-- Questions --
[1] Translate this sentence from the passage on microarray spotting into Spanish: "The problems are reduced by supplementing SSC with 50% dimethyl sulfoxide (DMSO)."
[2] List every type of biopolymer analysis that the passage on microarray spotting names as an area where arrays are becoming increasingly important tools.

-- Provided passage --

== Segment start ==

Analysis of unknown biopolymer targets often involves their specific binding to known biopolymer probes. The most common technique employing immobilized biopolymers is the Southern blot hybridization technique, in which a set of DNA targets is immobilized on a membrane and a solution containing labeled DNA probe molecules is used to bathe the membrane under conditions where complementary molecules will anneal. In an analogous technique called Northern blot hybridization, RNA targets are immobilized on membranes and anneal to complementary RNA probes. Reverse blot hybridization employs the opposite approach. Instead of immobilizing DNA targets, a set of DNA probes is immobilized on a solid surface and the unknown labeled DNA target is present in the liquid phase.
Arrays, constructed by attaching a plurality of the same or different biopolymers to discrete isolated areas on the surface of a substrate, are becoming increasingly important tools in the analysis of biopolymers such as gene expression analysis, DNA sequencing, mutation detection, polymorphism screening, linkage analysis, genotyping, and screening for alternative splice variants in gene transcripts.
The analysis of microarrays depends considerably on spot quality, such as morphology and homogeneity, for obtaining high levels of accuracy and consistency. Quality control of common printing defects generated during the production of an array is critical to maintaining data integrity and preventing the wastage of reagent and labor. The ability to manufacture microarrays in an efficient and cost-effective manner is of considerable interest to researchers worldwide and of significant commercial value.
One important factor in the spotting process is the chemical properties of the solution in which the biopolymer is dissolved. With the widely used saline sodium citrate (SSC) buffer, binding efficiency and spot uniformity are often poor. The problems are reduced by supplementing SSC with 50% dimethyl sulfoxide (DMSO). However, this reaction buffer has the disadvantage of being toxic as well as being a solvent for many materials, in addition to only having a limited effect on spot appearance.
Considering the issues of spot morphology and quality control in spot arraying, there is still a need for a formulation of a spotting solution that will provide uniform spot size and/or morphology in the production of assay articles such as microarrays. There also remains a need for a means of non-destructive quality control of the production of such assay articles.

== Segment end ==

-- Extracted data --
== Segment start ==

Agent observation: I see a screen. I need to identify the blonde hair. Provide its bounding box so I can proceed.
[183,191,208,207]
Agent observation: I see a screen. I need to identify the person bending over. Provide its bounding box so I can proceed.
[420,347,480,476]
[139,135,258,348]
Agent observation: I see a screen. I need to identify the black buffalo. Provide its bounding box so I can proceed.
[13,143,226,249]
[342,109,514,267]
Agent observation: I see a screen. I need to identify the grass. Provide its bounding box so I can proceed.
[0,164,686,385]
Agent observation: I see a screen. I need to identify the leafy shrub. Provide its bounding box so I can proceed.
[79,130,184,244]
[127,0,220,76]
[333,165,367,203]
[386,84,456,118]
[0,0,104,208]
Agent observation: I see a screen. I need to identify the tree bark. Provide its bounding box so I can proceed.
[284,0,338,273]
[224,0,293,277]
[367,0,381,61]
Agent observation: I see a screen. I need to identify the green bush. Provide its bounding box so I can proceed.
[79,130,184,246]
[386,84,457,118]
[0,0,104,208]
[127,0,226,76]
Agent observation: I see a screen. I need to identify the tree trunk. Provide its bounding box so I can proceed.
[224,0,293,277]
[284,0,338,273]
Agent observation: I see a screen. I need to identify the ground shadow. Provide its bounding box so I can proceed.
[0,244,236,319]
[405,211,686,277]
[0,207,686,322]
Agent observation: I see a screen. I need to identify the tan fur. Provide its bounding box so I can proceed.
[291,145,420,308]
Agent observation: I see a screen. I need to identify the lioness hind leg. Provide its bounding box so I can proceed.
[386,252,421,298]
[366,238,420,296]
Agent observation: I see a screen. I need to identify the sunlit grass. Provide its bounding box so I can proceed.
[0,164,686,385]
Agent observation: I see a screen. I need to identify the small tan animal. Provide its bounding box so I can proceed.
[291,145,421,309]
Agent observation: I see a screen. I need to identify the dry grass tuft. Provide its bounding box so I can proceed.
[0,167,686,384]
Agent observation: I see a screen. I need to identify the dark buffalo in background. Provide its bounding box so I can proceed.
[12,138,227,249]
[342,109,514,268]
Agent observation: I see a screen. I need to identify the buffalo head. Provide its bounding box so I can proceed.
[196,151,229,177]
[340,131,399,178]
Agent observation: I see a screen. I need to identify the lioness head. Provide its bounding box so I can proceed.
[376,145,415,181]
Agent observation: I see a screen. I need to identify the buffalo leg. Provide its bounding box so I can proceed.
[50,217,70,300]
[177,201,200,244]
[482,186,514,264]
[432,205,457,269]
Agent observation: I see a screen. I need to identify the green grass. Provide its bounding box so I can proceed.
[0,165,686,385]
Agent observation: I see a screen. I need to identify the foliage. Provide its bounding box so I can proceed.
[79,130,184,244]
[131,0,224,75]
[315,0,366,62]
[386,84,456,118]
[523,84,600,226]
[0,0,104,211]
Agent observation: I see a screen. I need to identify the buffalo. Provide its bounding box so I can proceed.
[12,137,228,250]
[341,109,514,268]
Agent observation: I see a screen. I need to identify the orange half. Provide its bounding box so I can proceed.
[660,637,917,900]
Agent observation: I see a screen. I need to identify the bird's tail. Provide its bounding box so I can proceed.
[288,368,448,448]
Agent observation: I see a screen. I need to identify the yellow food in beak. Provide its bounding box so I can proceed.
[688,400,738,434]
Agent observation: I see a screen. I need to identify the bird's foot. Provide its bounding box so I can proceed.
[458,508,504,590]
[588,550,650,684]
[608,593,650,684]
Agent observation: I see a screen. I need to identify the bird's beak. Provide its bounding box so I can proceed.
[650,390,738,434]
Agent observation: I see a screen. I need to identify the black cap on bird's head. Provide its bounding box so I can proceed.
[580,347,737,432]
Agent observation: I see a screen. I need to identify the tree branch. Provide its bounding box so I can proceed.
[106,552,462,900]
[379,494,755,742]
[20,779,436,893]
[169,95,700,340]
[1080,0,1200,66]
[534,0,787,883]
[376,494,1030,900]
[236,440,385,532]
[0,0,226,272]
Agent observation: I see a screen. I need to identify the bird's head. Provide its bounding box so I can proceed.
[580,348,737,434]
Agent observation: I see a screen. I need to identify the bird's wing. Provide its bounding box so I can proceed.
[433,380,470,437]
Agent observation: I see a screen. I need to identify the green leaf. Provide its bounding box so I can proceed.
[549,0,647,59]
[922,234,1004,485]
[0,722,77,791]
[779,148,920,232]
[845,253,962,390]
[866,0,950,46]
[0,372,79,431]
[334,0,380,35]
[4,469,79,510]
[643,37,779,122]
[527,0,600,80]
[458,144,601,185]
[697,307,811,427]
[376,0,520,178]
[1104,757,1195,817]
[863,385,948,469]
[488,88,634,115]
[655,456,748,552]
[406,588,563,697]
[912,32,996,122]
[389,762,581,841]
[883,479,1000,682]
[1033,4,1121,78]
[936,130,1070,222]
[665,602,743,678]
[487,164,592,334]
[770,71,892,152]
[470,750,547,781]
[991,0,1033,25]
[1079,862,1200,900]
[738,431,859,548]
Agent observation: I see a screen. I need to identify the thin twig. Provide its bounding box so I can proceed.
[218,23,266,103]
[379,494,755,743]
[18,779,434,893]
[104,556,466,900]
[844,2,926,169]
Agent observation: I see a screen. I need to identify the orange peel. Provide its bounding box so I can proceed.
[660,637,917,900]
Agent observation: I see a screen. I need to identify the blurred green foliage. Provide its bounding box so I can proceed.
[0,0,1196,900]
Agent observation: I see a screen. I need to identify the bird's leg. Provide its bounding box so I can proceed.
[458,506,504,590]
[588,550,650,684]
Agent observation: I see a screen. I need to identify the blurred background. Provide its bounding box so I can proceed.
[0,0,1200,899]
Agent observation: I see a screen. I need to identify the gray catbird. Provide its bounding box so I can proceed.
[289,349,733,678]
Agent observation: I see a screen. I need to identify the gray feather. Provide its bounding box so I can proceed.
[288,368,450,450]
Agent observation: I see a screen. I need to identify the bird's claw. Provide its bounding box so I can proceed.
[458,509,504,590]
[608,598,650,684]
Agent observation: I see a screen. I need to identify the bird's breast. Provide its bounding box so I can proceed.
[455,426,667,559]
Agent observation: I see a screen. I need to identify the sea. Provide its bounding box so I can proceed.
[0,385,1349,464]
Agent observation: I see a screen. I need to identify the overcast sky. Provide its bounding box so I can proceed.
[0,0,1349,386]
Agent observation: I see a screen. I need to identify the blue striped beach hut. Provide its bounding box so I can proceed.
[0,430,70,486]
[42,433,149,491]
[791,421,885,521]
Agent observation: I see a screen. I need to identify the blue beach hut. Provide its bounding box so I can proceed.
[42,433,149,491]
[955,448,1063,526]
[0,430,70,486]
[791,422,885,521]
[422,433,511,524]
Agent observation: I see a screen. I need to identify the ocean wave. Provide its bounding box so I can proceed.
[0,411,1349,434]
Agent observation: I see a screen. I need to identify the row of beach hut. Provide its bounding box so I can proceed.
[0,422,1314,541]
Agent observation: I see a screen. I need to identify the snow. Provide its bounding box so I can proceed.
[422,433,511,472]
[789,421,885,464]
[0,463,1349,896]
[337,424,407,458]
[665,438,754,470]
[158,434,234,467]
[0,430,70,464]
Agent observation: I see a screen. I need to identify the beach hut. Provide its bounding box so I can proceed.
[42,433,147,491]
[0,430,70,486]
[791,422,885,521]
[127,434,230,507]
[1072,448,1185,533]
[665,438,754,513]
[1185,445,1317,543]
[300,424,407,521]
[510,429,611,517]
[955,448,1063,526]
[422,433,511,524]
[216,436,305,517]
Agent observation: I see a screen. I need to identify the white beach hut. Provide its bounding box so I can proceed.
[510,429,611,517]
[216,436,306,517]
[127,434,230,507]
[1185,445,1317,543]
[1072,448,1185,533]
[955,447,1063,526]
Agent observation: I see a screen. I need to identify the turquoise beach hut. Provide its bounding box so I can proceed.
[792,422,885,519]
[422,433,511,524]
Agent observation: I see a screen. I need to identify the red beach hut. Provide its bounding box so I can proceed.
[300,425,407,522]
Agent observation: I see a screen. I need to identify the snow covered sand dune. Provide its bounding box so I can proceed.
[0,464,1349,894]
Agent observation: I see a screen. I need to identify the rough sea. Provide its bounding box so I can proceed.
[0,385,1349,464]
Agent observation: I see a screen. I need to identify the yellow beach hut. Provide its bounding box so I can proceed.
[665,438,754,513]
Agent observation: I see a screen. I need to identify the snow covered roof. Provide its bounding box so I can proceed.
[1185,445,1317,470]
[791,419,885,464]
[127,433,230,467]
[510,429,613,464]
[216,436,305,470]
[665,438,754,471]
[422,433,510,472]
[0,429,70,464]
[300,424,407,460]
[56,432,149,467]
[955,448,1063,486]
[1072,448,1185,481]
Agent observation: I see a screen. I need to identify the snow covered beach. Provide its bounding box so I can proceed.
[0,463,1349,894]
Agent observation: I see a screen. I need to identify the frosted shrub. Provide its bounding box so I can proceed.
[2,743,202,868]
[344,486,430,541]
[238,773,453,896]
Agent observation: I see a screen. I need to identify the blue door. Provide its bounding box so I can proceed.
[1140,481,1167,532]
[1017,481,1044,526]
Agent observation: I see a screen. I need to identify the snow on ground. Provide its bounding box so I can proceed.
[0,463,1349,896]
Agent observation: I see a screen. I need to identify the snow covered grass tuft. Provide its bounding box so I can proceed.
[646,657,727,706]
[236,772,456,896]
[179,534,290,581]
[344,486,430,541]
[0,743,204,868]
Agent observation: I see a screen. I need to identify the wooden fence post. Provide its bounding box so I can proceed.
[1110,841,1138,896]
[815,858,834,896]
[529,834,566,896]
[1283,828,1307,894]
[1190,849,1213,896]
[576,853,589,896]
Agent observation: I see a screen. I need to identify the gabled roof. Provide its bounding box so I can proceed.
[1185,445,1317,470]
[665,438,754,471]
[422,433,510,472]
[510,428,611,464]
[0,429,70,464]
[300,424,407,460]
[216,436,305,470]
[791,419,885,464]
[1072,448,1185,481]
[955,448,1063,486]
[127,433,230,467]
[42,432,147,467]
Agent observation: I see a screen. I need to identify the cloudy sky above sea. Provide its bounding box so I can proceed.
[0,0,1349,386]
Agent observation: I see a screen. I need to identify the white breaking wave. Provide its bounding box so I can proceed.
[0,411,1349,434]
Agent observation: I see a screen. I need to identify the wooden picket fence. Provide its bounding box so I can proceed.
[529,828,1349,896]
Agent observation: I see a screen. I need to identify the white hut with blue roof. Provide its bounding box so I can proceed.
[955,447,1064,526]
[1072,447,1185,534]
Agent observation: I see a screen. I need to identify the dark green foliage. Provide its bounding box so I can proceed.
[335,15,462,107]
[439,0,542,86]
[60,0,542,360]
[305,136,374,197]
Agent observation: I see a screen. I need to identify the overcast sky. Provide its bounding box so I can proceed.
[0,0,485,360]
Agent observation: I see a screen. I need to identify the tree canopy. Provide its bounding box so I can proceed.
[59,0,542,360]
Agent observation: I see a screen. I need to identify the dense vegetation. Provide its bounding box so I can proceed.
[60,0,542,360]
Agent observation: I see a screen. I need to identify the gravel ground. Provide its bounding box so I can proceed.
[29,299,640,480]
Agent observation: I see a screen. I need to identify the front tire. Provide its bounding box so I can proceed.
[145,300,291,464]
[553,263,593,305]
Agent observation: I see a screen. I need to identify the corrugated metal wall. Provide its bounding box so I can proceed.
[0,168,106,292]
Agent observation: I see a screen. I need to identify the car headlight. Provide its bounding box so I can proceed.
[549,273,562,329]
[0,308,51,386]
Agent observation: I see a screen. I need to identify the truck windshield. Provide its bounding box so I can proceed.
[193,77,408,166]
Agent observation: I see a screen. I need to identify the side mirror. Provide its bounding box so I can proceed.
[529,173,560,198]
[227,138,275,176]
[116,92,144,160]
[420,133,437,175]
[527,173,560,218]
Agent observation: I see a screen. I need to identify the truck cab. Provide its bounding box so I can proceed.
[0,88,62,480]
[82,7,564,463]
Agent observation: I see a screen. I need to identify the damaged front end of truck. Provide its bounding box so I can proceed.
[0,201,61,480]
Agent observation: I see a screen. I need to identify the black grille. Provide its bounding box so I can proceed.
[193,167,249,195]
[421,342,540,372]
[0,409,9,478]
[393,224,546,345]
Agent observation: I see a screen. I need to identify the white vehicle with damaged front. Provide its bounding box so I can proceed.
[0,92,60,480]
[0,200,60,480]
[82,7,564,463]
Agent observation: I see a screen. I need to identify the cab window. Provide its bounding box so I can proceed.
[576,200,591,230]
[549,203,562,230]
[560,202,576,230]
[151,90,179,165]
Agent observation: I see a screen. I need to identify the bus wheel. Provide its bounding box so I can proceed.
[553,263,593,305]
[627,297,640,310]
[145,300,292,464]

== Segment end ==

-- Completed exercise --
[1] Los problemas se reducen complementando el SSC con dimetilsulfóxido (DMSO) al 50 %.

[2]
- Gene expression analysis
- DNA sequencing
- Mutation detection
- Polymorphism screening
- Linkage analysis
- Genotyping
- Screening for alternative splice variants in gene transcripts